» **Text to read**
-- Start --

Friday, April 19, 2013

Looking Deep Into Nature

On the way home the other day I turned off the highway early, deciding to take a slow drive through one of the back roads leading to the house.
On this back road I frequently see many animals.
Three lamas live in one pasture along the route.
A couple of well-to-do locals own large ranches, with over sized pastures that are home to beautiful horses.
A large herd of deer live in this area, and it is an unusual drive when I don't see them - frequently sitting under trees in the side yard of one home - freely grazing in one front yard or another - grazing along side the road - crossing directly in front of you to move from one yard to the next.
I see them very often in this same general area, day after day.
As I drove on the winding gravel road I looked to my right, and through the falling snow could see a couple that I have not seen in a long while.
Two sand cranes.
They are beautiful, apparently a committed couple, and they disappeared for a few months over the winter.
Happily they have made their way back to this area.
They are a noisy pair, and we can often hear them making their characteristic whooping sound, even when they are a couple of miles from the house.
They wander from pasture to pasture in this same area, and last year they had two small little ones with them.
I like them.  
I like them very much.
The other day I was standing beside the truck in the yard, heard a noisy whooping sound, and looked up to see one of them flying directly over the house.
I smiled as I watched him.  Or her.  
This tall, slim creature was all wings and long body.
I watched him (or her) for a long time, enthralled at the aerodynamic figure - long beak, long fully extended body, legs straight out behind, and with full extension of wings.
It was the closest I had ever gotten to one of these birds and I watched as he or she flew directly over me, greatly wishing that I had my camera with me.
I didn't even bother attempting a dash to the house to retrieve it.  
The moment was passing, and was over almost before I realized that it had happened.............
A view from the back of the house, looking in the direction of Cody and down into the small valley below me.
Hidden in the approaching clouds and snow is Rattlesnake and Cedar Mountains.
Carter Mountain to my left and Heart Mountain to my right had also disappeared.
Spring in Cody, Wyoming.............
Supper time for the horses that live on the property.................

Look deep into nature, and then you will understand everything better...............Albert Einstein

Monday, April 15, 2013

What Are You Doing Here?

I was sitting fully clothed on the edge of the bed.
My hands were resting in my lap.  My feet were resting flat on the floor.
In an endless loop inside my head I quietly and calmly said his name over and over again.
Sean.  Sean.  Sean.  Sean.  Sean.
He walked into the bedroom.
He was talking as he walked and was wearing a thick hooded jacket in hunters orange.
He looked the same way he had looked when he was about 14 years old.
His hair was longer, starting to get darker after years of being white.
He had the same eyes and beautiful face that I had loved for a lifetime.
It was the face of a boy who was beginning to grow into a man.
 He was holding something in his hand, and as he turned to face the door leading into the bedroom he was talking and looking down at whatever it was that he held.
LC walked into the room behind him and they faced each other, both completely engulfed in conversation.
Both looking at whatever it was he was holding.
I looked at him stunned.
"Sean, what are you doing here?"
Neither Sean nor LC responded.
They kept talking as though I wasn't even in the room.
They just kept looking down at whatever it was that Sean had in his hand.

-- End --

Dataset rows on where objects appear

-- Start --

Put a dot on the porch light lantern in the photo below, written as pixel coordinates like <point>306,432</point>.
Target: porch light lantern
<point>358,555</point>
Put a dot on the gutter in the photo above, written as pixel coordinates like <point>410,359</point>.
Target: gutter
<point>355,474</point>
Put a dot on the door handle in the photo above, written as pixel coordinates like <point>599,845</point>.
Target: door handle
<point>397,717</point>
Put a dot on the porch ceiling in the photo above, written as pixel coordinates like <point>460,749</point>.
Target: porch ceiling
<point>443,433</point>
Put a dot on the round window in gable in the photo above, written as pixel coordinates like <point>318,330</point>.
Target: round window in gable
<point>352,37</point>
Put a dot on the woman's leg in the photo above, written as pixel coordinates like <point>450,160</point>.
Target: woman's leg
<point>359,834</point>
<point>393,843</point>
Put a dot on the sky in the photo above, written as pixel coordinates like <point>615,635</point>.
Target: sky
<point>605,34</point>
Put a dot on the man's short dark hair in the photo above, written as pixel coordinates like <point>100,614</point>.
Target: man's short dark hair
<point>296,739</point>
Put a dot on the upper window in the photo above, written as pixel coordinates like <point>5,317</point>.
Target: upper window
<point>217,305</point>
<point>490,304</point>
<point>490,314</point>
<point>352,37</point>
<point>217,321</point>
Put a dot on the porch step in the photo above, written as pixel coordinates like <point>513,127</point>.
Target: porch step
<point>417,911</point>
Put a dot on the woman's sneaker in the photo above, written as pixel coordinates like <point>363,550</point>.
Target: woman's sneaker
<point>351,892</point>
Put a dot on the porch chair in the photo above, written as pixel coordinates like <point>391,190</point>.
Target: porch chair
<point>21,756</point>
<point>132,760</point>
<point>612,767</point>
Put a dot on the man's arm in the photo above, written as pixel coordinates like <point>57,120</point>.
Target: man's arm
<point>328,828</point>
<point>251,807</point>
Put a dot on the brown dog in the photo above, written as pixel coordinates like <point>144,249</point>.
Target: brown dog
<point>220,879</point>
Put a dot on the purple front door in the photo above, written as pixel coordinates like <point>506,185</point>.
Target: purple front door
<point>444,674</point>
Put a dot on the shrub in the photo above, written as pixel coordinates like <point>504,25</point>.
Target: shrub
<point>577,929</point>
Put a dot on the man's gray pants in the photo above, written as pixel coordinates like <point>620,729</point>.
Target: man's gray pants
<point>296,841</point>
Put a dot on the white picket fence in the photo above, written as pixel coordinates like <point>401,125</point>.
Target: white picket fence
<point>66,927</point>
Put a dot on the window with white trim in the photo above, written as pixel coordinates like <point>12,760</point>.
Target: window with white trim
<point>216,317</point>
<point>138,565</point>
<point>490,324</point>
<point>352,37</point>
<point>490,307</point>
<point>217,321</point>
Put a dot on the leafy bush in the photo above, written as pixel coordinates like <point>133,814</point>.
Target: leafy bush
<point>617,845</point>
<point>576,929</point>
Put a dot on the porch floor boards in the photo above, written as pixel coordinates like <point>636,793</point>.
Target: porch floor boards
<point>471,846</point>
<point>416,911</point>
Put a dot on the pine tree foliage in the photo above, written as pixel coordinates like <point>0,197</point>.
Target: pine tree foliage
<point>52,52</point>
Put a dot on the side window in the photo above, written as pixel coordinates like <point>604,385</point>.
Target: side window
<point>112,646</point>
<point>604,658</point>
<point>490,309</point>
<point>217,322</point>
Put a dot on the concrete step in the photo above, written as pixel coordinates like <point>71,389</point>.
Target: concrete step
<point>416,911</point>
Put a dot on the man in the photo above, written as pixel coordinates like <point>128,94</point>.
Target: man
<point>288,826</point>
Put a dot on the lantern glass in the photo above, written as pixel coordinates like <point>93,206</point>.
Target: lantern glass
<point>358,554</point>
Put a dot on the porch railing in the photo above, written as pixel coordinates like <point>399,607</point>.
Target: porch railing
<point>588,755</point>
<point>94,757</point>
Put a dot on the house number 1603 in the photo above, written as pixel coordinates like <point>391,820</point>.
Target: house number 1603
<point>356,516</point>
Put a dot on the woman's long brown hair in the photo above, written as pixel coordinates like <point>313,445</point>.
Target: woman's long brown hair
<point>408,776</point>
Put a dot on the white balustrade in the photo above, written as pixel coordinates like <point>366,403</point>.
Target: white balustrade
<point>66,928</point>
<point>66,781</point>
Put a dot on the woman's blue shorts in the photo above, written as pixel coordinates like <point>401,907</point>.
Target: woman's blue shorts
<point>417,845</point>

-- End --

» **Brief A**
Reproduce word for word the passage of the blog posts that opens with the words containing "I see them very" and closes with "a long while.".
» **Brief B**
List every mountain named in the blog posts.

» **Answer A**
I see them very often in this same general area, day after day.
As I drove on the winding gravel road I looked to my right, and through the falling snow could see a couple that I have not seen in a long while.

» **Answer B**
Rattlesnake Mountain, Cedar Mountain, Carter Mountain, Heart Mountain